[Stored items from a collection]

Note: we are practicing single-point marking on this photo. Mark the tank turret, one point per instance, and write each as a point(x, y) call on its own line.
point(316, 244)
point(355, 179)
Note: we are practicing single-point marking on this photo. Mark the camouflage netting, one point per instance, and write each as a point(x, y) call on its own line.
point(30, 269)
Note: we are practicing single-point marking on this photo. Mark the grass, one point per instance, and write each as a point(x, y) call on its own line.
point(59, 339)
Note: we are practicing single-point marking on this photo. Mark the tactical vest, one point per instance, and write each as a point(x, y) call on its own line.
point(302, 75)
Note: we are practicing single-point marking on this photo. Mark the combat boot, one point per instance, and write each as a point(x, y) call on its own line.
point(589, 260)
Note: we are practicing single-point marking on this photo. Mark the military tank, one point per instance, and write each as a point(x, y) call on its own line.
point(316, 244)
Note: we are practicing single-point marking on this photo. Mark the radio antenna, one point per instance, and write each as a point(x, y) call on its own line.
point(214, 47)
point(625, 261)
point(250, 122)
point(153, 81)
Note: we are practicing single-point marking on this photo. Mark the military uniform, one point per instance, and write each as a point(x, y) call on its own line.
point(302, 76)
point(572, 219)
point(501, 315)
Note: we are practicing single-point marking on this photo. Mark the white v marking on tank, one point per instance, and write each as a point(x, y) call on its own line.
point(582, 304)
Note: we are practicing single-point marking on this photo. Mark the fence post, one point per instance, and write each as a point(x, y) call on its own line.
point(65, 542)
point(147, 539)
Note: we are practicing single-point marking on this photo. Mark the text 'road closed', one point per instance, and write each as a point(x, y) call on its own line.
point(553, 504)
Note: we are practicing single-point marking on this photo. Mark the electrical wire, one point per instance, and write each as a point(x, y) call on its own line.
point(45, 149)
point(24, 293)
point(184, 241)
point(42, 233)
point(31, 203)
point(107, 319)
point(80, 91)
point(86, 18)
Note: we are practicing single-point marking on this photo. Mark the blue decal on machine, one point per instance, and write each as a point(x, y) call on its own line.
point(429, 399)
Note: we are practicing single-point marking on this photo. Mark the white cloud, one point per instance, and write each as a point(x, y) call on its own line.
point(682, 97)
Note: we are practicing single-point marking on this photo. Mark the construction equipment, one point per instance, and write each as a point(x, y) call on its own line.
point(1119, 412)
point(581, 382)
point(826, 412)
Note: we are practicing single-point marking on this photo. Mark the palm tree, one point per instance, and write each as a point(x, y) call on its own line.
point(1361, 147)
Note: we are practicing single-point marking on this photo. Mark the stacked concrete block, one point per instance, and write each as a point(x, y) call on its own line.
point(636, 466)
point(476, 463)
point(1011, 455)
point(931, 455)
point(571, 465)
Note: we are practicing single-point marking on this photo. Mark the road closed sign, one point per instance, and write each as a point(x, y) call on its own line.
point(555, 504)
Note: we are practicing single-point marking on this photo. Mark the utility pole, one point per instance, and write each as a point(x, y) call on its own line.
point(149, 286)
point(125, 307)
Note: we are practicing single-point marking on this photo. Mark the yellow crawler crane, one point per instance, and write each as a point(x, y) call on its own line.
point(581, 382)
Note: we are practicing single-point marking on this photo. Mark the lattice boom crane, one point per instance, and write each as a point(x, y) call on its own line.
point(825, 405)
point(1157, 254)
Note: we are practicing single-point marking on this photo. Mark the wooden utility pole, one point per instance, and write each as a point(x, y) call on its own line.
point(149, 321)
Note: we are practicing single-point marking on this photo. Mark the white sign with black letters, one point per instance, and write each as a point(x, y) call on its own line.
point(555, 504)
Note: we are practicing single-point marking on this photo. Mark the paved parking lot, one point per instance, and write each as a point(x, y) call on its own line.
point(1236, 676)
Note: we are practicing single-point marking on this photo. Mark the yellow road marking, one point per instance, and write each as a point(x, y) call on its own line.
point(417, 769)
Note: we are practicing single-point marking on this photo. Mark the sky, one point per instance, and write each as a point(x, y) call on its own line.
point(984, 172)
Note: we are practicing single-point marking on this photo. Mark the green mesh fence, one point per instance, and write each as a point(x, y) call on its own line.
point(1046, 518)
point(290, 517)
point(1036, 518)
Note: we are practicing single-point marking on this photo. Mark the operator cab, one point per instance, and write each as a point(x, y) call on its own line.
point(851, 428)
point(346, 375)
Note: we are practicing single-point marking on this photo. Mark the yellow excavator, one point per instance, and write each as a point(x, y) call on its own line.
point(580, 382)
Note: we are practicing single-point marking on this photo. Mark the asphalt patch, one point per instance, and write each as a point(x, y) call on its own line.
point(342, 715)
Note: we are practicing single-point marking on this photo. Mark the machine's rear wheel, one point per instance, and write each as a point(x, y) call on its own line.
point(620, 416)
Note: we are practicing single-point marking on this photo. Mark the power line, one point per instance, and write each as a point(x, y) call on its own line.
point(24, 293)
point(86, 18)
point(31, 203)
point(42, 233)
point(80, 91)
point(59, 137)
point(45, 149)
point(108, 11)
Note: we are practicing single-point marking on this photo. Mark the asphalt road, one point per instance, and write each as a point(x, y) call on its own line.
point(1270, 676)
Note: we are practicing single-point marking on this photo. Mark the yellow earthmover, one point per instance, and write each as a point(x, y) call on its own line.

* [Exercise instructions] Reproduce the data exactly. Keep every line intact.

* [Reply to the task]
Note: we are practicing single-point marking on this photo. Mark the tank turret, one point per instance, and write each as a point(x, y) call on its own line.
point(316, 244)
point(355, 179)
Note: we are practicing single-point marking on this photo. Mark the camouflage netting, one point per instance, and write each as a point(x, y) call on its own line.
point(30, 269)
Note: we are practicing single-point marking on this photo. Mark the grass, one point per instance, and write each as a point(x, y) call on its own line.
point(59, 339)
Note: we are practicing single-point marking on this photo. Mark the tactical vest, one point per instance, and write each as a point(x, y) call on its own line.
point(302, 75)
Note: we are practicing single-point marking on this photo. Mark the combat boot, one point per instance, and write each as a point(x, y) call on its own line.
point(589, 260)
Note: we are practicing single-point marking on this photo. Mark the military tank, one point per instance, and write each as a point(x, y) call on its own line.
point(316, 244)
Note: we are practicing single-point marking on this photo. Mark the radio antenna, one point per instance, and write each as a point(x, y) call on its own line.
point(214, 47)
point(625, 261)
point(250, 122)
point(153, 81)
Note: we are practicing single-point marking on this photo. Mark the military uniform, one point per instance, and write each as a point(x, y) call on its own line.
point(302, 76)
point(572, 219)
point(501, 315)
Note: we are practicing single-point marking on this photo. Mark the white v marking on tank, one point per instance, and write each as a point(x, y) call on its own line.
point(582, 304)
Note: we are practicing single-point marking on this photo. Mark the fence post, one point per instance, and write each as a point(x, y) call on its own line.
point(65, 542)
point(147, 539)
Note: we are practicing single-point marking on this photo. Mark the text 'road closed', one point per instance, and write each as a point(x, y) call on its own line.
point(553, 504)
Note: we are practicing single-point marking on this photo. Mark the electrical wire, one point per instance, and write each as a point(x, y) call on its own line.
point(45, 149)
point(24, 293)
point(184, 241)
point(42, 233)
point(31, 203)
point(107, 319)
point(80, 91)
point(86, 18)
Note: we are practicing single-point marking on this photo. Mark the blue decal on machine, one point per instance, and write each as a point(x, y) call on its own line.
point(429, 399)
Note: we are practicing single-point marking on this photo. Mark the white cloud, one point per instance, and write each as a point(x, y) call on its own line.
point(682, 97)
Note: we are practicing single-point marking on this photo. Mark the construction equipment, one point per instance, and write each as a point(x, y) call on its own line.
point(1119, 412)
point(581, 382)
point(826, 412)
Note: we are practicing single-point marking on this photo. Mark the palm tree, one point per instance, and write each as a point(x, y) call on its own line.
point(1361, 147)
Note: we are practicing single-point marking on this photo. Mark the stacked concrete block, one point per instance, and write each as a point(x, y) call on its own line.
point(636, 466)
point(476, 463)
point(1011, 455)
point(931, 455)
point(571, 465)
Note: we are practicing single-point marking on this photo. Mark the road closed sign, one point per instance, and write each as a point(x, y) call on its own line.
point(555, 504)
Note: we are practicing single-point marking on this photo. Mark the utility pole, one point per instance, and write each as a point(x, y) call on its own line.
point(149, 286)
point(125, 307)
Note: we are practicing single-point marking on this photo. Mark the yellow crawler crane, one point per instance, and write each as a point(x, y) call on its own line.
point(581, 382)
Note: we are practicing single-point marking on this photo. Mark the lattice boom crane, one point per instance, and write each as a point(x, y) call on its own line.
point(825, 405)
point(1157, 254)
Note: we are practicing single-point marking on this photo. Mark the wooden utility pole, one point per instance, and write each as a point(x, y) call on its own line.
point(149, 321)
Note: we are practicing single-point marking on this photo. Mark the white sign with black letters, one point per instance, and write each as a point(x, y) call on its own line.
point(555, 504)
Note: we are practicing single-point marking on this photo. Mark the paved parking lot, one point per instance, and write each as a point(x, y) call on its own line.
point(1236, 676)
Note: we are practicing single-point marking on this photo. Mark the yellow road marking, one point per instance, and write each as a point(x, y) call on its own line.
point(417, 769)
Note: we are practicing single-point marking on this photo. Mark the sky, one point per instance, and write each as a point(x, y) call on its own line.
point(984, 172)
Note: we are practicing single-point marking on this photo. Mark the green mesh fence, one point per instance, and write each as a point(x, y) call on its own line.
point(1046, 518)
point(290, 517)
point(1036, 518)
Note: we are practicing single-point marking on this photo. Mark the operator cab, one point per instance, and write each as a point(x, y) call on its own line.
point(851, 428)
point(346, 375)
Note: we are practicing single-point marking on this photo. Mark the yellow excavator, one point per instance, and write each as a point(x, y) call on its own line.
point(580, 382)
Note: we are practicing single-point marking on this photo. Mark the asphalt patch, one point per instance, and write each as a point(x, y) call on its own line.
point(342, 715)
Note: we are practicing single-point marking on this photo. Mark the machine's rear wheel, one point per instance, and write each as a point(x, y) call on its own line.
point(620, 416)
Note: we are practicing single-point marking on this photo. Mark the power line, one point per instance, and write each as a point(x, y) call on its own line.
point(24, 293)
point(86, 18)
point(31, 203)
point(42, 233)
point(80, 91)
point(59, 137)
point(45, 149)
point(108, 11)
Note: we are practicing single-point marking on this photo. Mark the asphalt road, one point per instance, and write each as a point(x, y) call on its own line.
point(1270, 676)
Note: we are practicing single-point marking on this photo. Mark the yellow earthmover, one point per instance, and write each as a point(x, y) call on its own line.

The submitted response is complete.